━━━━━ Texto do documento ━━━━━
Por Luiza Rampelotti
Uma polêmica envolvendo o vereador e pastor Irineu Cruz (União Brasil) motivou a apresentação de um projeto de resolução na Câmara Municipal de Paranaguá que pretende, pela primeira vez, regulamentar de forma detalhada as hipóteses de faltas e licenças de vereadores, bem como os critérios e documentos necessários para a devida justificativa.
O caso veio à tona após a revelação de que o parlamentar havia se ausentado de quatro sessões ordinárias do Legislativo, realizadas nos dias 10, 11, 17 e 18 de março. Na ocasião, ele participava de uma missão na Ilha de Marajó, no Pará, e não houve desconto de qualquer valor de seu subsídio mensal, fixado em R$ 16.500,00, além de R$ 2.576,00 de vale-alimentação.
━━━━━ Informações registradas ━━━━━
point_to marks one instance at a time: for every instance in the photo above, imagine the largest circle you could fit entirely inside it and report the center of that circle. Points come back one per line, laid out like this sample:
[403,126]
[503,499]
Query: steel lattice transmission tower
━━━━━
# Complete as atividades
[a] Com base no texto sobre a polêmica envolvendo o vereador Irineu Cruz, indique todos os dias de março em que foram realizadas as sessões ordinárias das quais o parlamentar se ausentou.
[b] Prossiga com o texto sobre a polêmica envolvendo o vereador Irineu Cruz a partir do ponto em que ele termina.

# Resultados do exercício
[a] 10, 11, 17 e 18 de março.

[b]
A ausência do vereador foi abonada administrativamente após a apresentação de uma declaração da Missão Cristã Mundial, organização com a qual ele tem vínculos há mais de duas décadas. No documento, a entidade informa que a finalidade da viagem foi a coleta de dados sobre a realidade das populações insulanas em situação de vulnerabilidade social, especialmente crianças e adolescentes vítimas de violência. De acordo com a Câmara, a justificativa foi aceita com base em uma prática recorrente há décadas, ainda que sem respaldo explícito no regimento interno.
Câmara admite lacuna normativa
Em nota oficial, o presidente da Casa de Leis, vereador Adalberto Marcos de Araújo (Republicanos), reconheceu que não há regulamentação específica sobre os critérios para abono de faltas parlamentares. “Durante décadas, o Departamento competente da Câmara sempre efetuou pagamentos integrais a vereadores que apresentassem declarações ou documentos que indicassem o cumprimento de agendas de interesse público“, disse.
Para sanar essa lacuna normativa e evitar novas controvérsias, a presidência elaborou o Projeto de Resolução nº 0528/2025. A proposta revoga o §5º do artigo 79 do Regimento Interno e acrescenta o artigo 79-A ao Capítulo II do Título III, além de alterar o artigo 108. O texto define de forma detalhada as hipóteses de justificativa de faltas e os documentos exigidos para sua comprovação.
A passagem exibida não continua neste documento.